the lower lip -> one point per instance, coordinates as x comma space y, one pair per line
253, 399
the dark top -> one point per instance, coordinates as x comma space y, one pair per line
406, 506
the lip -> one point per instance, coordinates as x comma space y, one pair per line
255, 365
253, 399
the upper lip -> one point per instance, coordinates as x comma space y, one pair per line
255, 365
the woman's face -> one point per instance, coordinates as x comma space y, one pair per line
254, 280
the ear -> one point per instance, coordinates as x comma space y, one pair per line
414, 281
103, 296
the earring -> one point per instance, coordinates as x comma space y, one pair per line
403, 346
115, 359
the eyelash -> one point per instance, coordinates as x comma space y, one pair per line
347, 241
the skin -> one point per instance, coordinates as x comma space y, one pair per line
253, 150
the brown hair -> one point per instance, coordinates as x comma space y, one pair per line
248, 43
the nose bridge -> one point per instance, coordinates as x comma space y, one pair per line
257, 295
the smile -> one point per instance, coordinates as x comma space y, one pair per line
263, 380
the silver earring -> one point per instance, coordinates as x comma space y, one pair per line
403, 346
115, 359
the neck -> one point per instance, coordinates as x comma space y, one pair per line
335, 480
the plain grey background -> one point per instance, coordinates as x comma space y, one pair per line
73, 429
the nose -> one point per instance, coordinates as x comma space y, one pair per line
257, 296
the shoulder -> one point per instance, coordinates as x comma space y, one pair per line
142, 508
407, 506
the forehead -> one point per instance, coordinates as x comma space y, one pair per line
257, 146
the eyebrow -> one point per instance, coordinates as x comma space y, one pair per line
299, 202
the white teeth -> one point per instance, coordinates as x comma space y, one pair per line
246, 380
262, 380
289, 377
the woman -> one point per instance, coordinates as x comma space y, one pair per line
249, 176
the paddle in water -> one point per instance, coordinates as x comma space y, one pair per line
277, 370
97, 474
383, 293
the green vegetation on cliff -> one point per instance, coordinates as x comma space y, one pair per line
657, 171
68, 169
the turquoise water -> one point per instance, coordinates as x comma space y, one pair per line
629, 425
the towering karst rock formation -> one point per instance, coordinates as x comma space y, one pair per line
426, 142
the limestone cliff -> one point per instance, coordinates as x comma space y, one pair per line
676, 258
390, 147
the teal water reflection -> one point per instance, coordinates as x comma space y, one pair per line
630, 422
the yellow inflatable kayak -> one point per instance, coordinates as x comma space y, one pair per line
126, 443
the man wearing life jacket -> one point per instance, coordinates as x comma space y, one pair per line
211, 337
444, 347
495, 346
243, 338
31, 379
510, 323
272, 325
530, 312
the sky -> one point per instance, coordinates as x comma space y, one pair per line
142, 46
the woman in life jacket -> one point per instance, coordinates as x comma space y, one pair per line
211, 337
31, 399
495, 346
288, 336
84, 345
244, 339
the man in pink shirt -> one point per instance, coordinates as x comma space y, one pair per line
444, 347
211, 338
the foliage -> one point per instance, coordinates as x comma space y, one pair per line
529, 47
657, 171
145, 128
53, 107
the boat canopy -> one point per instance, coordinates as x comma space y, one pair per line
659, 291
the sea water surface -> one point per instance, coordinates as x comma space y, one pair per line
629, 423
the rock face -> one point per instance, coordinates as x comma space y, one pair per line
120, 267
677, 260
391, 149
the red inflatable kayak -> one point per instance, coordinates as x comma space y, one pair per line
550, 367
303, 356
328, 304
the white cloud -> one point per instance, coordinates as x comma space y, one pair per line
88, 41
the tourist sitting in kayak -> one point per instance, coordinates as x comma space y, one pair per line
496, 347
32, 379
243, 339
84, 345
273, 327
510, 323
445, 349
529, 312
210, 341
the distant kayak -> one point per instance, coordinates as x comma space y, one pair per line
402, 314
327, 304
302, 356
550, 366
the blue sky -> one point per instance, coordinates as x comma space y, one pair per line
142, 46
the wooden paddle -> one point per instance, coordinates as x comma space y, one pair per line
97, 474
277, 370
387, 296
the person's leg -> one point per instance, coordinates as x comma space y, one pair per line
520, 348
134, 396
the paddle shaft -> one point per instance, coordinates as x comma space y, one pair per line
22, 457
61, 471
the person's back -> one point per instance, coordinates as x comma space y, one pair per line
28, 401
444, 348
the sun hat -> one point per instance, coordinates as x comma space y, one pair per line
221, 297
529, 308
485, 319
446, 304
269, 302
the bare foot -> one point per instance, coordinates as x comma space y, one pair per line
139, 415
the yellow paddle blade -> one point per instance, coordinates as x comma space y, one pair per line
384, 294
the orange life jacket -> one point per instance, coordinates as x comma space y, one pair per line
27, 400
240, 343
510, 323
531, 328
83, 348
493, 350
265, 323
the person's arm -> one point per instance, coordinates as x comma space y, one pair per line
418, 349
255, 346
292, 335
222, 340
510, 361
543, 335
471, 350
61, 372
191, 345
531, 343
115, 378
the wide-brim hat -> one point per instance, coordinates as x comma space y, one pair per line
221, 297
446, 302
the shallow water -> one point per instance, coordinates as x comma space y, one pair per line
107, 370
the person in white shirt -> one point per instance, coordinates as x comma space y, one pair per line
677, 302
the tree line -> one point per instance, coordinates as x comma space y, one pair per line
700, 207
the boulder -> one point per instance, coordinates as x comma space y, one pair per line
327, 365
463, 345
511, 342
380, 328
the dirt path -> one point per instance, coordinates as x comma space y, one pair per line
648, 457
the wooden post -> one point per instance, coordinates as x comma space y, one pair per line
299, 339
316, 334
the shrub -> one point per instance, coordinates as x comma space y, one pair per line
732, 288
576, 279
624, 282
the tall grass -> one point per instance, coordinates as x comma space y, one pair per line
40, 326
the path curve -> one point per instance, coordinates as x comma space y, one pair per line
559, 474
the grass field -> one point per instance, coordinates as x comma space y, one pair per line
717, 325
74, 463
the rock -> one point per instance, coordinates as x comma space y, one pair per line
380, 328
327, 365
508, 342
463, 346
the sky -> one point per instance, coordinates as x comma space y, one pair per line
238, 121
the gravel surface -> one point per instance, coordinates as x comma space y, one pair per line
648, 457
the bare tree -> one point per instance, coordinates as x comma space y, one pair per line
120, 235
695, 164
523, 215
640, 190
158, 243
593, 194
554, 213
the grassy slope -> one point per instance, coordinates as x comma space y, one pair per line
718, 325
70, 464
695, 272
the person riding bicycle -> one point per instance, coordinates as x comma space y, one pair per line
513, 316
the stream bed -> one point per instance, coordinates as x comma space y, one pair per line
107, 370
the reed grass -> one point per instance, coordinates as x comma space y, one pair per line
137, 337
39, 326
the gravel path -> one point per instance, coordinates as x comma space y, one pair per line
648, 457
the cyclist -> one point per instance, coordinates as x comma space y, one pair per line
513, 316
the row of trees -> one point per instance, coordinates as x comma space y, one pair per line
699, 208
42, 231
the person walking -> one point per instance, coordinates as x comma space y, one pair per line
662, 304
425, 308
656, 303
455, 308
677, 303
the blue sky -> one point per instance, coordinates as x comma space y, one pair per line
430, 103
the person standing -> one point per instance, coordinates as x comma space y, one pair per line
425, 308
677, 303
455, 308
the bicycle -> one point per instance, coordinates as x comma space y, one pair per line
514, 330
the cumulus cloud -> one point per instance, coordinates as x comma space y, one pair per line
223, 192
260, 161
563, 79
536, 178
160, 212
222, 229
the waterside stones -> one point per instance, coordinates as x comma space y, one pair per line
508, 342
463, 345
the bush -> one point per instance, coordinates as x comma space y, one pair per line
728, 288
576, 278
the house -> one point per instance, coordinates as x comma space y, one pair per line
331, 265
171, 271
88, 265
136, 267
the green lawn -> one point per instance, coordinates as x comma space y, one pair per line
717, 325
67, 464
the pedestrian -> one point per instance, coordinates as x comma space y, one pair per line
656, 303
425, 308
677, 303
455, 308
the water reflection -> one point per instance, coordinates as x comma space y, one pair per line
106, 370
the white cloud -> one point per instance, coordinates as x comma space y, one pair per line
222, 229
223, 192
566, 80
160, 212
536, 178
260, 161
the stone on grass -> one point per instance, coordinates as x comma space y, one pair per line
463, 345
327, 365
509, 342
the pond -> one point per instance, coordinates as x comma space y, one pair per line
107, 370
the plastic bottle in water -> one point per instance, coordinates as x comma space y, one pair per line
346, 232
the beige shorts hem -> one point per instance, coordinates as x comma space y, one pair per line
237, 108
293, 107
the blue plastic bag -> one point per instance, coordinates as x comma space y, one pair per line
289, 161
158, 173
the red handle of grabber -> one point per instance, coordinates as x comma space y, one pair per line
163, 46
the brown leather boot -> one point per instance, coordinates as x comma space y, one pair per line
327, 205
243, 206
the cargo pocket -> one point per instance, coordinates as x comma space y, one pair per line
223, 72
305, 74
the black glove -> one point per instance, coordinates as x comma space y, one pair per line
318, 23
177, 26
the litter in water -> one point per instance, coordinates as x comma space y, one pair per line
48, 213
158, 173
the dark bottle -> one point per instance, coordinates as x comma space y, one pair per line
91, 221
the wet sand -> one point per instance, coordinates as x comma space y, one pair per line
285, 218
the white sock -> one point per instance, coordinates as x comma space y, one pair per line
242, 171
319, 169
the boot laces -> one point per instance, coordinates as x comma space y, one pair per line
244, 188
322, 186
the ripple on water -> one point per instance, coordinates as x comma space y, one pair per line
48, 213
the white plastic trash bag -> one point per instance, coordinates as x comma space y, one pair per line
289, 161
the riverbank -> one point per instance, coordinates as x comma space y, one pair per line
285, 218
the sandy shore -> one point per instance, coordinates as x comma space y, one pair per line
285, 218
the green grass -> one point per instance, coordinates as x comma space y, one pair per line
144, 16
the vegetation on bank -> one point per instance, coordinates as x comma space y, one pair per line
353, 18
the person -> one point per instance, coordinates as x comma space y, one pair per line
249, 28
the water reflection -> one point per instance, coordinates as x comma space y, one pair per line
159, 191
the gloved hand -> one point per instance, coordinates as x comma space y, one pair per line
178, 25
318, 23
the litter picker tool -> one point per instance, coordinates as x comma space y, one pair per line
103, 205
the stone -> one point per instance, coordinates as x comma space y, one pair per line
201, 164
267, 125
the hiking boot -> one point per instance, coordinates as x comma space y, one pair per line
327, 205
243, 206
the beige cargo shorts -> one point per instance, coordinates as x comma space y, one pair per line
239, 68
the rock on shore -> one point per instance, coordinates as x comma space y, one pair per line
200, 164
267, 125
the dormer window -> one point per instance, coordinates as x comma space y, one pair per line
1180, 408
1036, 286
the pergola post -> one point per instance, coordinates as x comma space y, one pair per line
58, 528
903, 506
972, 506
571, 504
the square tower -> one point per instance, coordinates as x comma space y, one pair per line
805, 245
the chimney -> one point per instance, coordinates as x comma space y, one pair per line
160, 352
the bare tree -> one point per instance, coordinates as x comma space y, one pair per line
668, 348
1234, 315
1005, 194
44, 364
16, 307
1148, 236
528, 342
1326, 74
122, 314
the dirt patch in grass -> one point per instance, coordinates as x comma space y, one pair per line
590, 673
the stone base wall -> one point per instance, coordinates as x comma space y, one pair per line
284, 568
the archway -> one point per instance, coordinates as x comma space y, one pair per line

» Directions for this task
Please quote exactly the lines from the one containing "the green grass" through the last line of the records above, both included, and nothing else.

» Completed exercise
the green grass -> one point per instance, coordinates as x comma space y, one pair per line
144, 16
the vegetation on bank -> one point per instance, coordinates as x comma space y, one pair per line
353, 18
the person -> one point per instance, coordinates as x comma space y, one pair per line
249, 28
the water reflection -> one point per instance, coordinates as x comma space y, one pair per line
159, 191
the gloved hand -> one point per instance, coordinates as x comma space y, one pair per line
178, 25
318, 23
the litter picker tool -> one point per instance, coordinates as x comma space y, one pair per line
103, 205
the stone -> one point per instance, coordinates as x comma space y, one pair per line
201, 164
267, 125
the hiking boot -> one point per instance, coordinates as x comma space y, one pair per line
327, 205
243, 206
the beige cargo shorts -> one point per instance, coordinates as x comma space y, one pair per line
239, 68
the rock on shore -> one point per instance, coordinates as x comma space y, one pair per line
200, 164
267, 125
the dormer window -> one point per instance, coordinates as x comma space y, one pair per line
1180, 408
1036, 286
the pergola post -> one point per instance, coordinates as x comma space y, one pair per line
58, 528
903, 506
972, 506
571, 504
the square tower -> one point per instance, coordinates as x comma space y, one pair per line
805, 245
the chimney -> one point per instance, coordinates as x comma space y, one pair per line
160, 352
the bare tree -> one point per instance, coordinates as x comma space y, one pair per line
668, 348
1234, 315
1005, 194
44, 364
16, 307
1148, 236
528, 342
1326, 74
122, 314
the dirt patch in grass -> one point per instance, coordinates as x comma space y, one pair per line
590, 673
the stone base wall -> one point per instance, coordinates as x comma space y, one pair per line
284, 568
the archway -> one point per instance, coordinates as x comma space y, one pair per line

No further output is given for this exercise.